JOB. Copy out each line of the entries below exactly, omitting the pictures.

DATA FOR THE TASK.
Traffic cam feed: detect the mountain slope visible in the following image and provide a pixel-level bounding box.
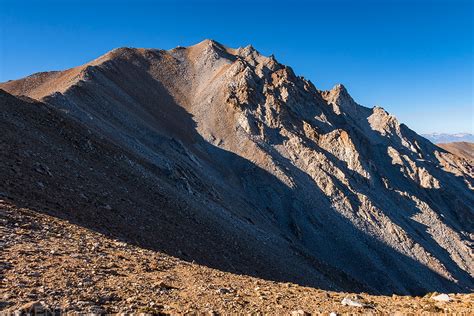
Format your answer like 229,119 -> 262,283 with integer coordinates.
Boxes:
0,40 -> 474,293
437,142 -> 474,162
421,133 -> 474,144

SOLUTION TO THE EXERCISE.
Traffic cam feed: detect the mountain slope visible in the following image and provide a pixel-level bounding box.
Format your answer like 229,119 -> 262,283 with integer coordinates.
Boxes:
0,40 -> 474,293
437,142 -> 474,162
421,133 -> 474,144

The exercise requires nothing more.